■ CONSIGNE
Prolongez le récit de cette séance de tatouage à Toulouse à partir de sa dernière phrase, dans la même voix à la première personne.

■ TEXTE SOURCE
• • • • • • •

Au départ, je voulais un dessin sur l’ensemble du bras droit, un assemblage de symboles et d’images qui me tenaient à cœur. Cela faisait déjà quasiment deux ans que je pensais sérieusement à tous ces symboles, il était temps de passer à l’acte. Sauf que, comme je ne suis pas toujours très futée, je m’y suis prise trop tard, et la tatoueuse avec qui j’aurais voulu travailler ne prenait plus de rendez-vous tellement elle était surbookée. Or, j’avais suffisamment attendu : ce tatouage, je le voulais rapidement. Pas dans un an de plus.

C’est alors qu’un tatoueur parisien dont je suivais quotidiennement la page instagram a annoncé une session de tatouage sur Toulouse. C’est un peu comme lorsqu’on apprend qu’un groupe de rock qu’on ne pensait jamais voir en concert annonce une tournée en France : l’occasion ou jamais de concrétiser une envie qu’on pensait irréalisable. J’étais très fan de ses dessins et de son monde, je me suis lancée. Quelques messages plus tard, mon créneau était réservé pour le 24 avril 2018.

Après m’avoir annoncé qu’il pensait devoir annuler la session puis finalement si, c’est bon, on maintient, j’ai donc rencontré Grenouille à Toulouse dans un appartement non loin de la gare, salon de tatouage sous le nom très mystérieux de La troisième porte, défini comme un « Secret Social Club », à la déco faite de multiples bougies dans des toiles d’araignée et de têtes de poupées, le tout épicé d’un obscur culte de la pizza… Une ambiance donc étrange et particulière, mais pour le coup particulièrement intrigante. Tandis que Grenouille préparait sa table de tatouage, j’ai eu tout le loisir d’observer chaque élément de ce surprenant salon, œuvre d’art 3D.

• • • • • • •

■ EXTRAIT DES DONNÉES
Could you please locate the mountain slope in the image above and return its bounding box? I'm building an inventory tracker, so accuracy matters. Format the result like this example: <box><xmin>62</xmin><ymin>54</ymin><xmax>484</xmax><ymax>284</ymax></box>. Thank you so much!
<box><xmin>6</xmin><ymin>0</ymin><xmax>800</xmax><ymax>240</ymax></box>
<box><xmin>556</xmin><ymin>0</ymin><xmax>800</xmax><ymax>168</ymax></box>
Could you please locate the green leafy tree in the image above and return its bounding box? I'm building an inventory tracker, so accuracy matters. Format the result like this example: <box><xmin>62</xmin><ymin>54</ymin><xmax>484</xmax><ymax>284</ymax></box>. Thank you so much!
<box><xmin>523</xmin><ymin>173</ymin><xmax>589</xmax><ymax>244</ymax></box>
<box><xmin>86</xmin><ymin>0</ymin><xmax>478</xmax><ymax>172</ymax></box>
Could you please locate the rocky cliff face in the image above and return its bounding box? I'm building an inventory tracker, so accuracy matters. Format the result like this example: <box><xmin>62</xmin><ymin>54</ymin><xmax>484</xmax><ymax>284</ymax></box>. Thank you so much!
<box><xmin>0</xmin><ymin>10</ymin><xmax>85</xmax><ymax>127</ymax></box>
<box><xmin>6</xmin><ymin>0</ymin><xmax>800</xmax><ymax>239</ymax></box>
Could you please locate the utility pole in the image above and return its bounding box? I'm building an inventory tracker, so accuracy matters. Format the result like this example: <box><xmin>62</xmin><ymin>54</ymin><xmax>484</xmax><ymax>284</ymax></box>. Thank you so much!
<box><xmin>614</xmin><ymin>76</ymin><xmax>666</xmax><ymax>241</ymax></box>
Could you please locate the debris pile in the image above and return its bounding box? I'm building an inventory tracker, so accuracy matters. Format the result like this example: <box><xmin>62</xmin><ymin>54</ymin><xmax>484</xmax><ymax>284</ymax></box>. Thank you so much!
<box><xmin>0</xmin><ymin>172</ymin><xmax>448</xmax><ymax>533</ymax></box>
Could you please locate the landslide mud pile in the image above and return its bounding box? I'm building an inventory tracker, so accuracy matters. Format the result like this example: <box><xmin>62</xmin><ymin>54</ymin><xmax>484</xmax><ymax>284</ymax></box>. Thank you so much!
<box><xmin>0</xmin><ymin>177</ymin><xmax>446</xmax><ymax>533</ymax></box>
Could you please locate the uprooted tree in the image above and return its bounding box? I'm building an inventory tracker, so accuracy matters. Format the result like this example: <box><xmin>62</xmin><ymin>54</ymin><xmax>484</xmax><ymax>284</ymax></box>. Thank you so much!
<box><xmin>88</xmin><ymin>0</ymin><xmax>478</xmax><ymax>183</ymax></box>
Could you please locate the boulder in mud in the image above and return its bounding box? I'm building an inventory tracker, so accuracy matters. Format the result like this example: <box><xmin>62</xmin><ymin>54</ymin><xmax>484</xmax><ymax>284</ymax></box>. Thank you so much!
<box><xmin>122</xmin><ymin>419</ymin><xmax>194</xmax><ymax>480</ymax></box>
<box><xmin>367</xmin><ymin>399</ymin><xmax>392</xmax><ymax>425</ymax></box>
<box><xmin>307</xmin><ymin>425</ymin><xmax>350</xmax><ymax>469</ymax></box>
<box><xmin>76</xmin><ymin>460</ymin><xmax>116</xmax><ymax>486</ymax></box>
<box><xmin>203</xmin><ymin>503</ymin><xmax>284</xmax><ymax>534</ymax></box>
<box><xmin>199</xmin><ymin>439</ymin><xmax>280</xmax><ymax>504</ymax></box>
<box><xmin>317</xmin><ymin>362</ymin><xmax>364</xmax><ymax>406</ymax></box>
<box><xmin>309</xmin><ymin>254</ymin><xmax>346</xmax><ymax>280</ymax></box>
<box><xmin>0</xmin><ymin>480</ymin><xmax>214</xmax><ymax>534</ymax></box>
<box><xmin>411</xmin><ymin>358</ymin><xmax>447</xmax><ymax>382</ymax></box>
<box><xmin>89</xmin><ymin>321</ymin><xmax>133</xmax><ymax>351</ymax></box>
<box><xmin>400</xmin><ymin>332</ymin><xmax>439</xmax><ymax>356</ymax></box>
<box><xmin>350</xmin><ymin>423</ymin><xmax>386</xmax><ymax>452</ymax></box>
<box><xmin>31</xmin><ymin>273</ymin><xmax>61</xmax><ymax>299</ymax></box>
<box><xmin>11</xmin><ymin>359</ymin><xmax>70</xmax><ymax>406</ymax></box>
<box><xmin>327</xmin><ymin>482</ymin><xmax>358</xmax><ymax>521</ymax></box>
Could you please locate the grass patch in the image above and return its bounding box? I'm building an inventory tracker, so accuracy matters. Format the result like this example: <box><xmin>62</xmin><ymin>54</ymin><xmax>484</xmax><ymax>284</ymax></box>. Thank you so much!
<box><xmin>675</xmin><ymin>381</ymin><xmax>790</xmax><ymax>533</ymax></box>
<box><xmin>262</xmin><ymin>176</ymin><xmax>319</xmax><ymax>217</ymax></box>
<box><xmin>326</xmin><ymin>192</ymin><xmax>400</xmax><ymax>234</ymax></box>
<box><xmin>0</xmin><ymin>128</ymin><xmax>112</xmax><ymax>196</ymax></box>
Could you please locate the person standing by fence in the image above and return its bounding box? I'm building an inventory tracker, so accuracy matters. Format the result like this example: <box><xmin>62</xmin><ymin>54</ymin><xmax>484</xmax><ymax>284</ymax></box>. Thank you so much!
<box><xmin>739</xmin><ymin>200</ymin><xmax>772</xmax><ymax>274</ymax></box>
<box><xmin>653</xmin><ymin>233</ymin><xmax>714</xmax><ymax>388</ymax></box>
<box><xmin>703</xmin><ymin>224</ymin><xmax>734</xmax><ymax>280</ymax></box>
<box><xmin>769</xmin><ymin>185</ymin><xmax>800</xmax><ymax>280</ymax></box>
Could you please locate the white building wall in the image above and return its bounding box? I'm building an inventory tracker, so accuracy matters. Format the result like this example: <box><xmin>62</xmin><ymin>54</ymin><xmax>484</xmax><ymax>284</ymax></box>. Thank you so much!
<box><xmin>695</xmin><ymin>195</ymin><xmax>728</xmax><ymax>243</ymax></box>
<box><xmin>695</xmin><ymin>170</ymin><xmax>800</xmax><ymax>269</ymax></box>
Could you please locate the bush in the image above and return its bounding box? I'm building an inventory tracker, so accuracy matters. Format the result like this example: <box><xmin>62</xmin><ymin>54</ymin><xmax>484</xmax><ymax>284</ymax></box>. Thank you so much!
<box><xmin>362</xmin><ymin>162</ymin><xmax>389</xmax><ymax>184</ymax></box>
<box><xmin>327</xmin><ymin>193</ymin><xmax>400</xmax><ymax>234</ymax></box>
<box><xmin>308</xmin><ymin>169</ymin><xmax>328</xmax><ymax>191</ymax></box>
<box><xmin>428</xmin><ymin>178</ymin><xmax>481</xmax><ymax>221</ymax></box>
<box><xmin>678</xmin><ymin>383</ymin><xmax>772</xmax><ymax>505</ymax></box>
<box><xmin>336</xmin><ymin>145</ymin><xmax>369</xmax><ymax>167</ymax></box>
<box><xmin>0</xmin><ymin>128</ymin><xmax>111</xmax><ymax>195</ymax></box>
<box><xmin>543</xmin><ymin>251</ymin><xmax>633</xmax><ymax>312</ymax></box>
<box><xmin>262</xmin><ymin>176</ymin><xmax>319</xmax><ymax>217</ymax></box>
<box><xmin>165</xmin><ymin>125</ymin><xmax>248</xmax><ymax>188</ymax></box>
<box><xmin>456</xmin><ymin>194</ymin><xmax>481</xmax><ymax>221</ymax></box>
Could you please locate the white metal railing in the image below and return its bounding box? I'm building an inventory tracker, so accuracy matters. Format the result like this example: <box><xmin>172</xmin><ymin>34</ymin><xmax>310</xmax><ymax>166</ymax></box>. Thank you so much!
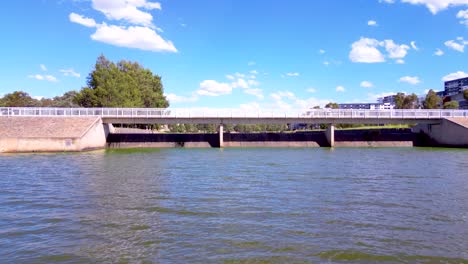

• • • • • • •

■ RÉPONSE
J’avais passé la matinée à discuter par message avec lui pour finaliser le dessin. Après plusieurs essais pour lesquels je n’étais que moyennement convaincue, il a fini par m’envoyer LE croquis qui a fait battre mon cœur et j’étais plus que jamais impatiente de le voir posé sur ma peau. Mes exigences étaient simples tout en étant pointues : je voulais une chouette chevêche d’Athéna posée sur une branche d’acacia (avec les épines) dont la pointe se terminerait par une plume de stylo.

Encore une référence à l’écriture, donc (au cas où ce ne serait pas assez clair que c’est toute ma vie). Doublée d’une référence à mon nom de plume, Cléa Cassia, dont vous aviez déjà eu l’explication si vous avez lu mon recueil de textes (mais qu’attendez-vous si ce n’est pas déjà fait ?). Quand au pourquoi de la chouette, c’est surtout la référence à Athéna qu’il faut saisir. Dans la mythologie grecque, elle était (notamment) la déesse de l’intelligence. Je l’ai un peu abordé au fil de mes articles de mars, et il s’avère que c’est un thème fondamental pour mon année 2018, un tournant majeur de ma vie, la compréhension de qui je suis et de comment je fonctionne. Il est toujours prévu que je vous en parle un peu plus en détail, mais ça reste un sujet très compliqué à aborder, d’autant que je n’en ai pas officiellement la légitimité. Mais, s’il y a bien une idée qui me colle à la peau pour 2018, c’est celle-là. Il était presque vital pour moi de la faire encrer.

tatouage chouette

La séance de tatouage a été relativement rapide (un peu plus de 2h il me semble) et sans douleur excessive (mais il est vrai que j’ai une bonne tolérance). Grenouille a commencé par me dire qu’il n’était pas le genre de tatoueur à taper la discussion et qu’il s’en excusait par avance ; ça tombait bien puisque, dans le genre bavard, je ne suis pas non plus très brillante (je vous le rappelle pour mémo, parler aux inconnus, ça titille mon angoisse sociale). Nous avons quand même échangé sur quelques sujets, de l’explication de mon tatouage à mon roman en cours d’écriture puis à l’évocation de sa vie sentimentale (je n’aime pas parler aux gens mais parfois j’arrive à faire parler les gens, va comprendre le paradoxe).

Lorsque la dernière goutte d’encre a été gravée sous ma peau, j’ai pu descendre de la table et aller admirer ce nouvel être ailé qui était né sur ma cuisse. J’ai immédiatement été ravie de ce tatouage et de l’allure qu’il donnait à ma cuisse, un peu de caractère, un peu de mouvement, un peu de détermination. Je l’arbore fièrement depuis. C’est comme s’il avait toujours été là.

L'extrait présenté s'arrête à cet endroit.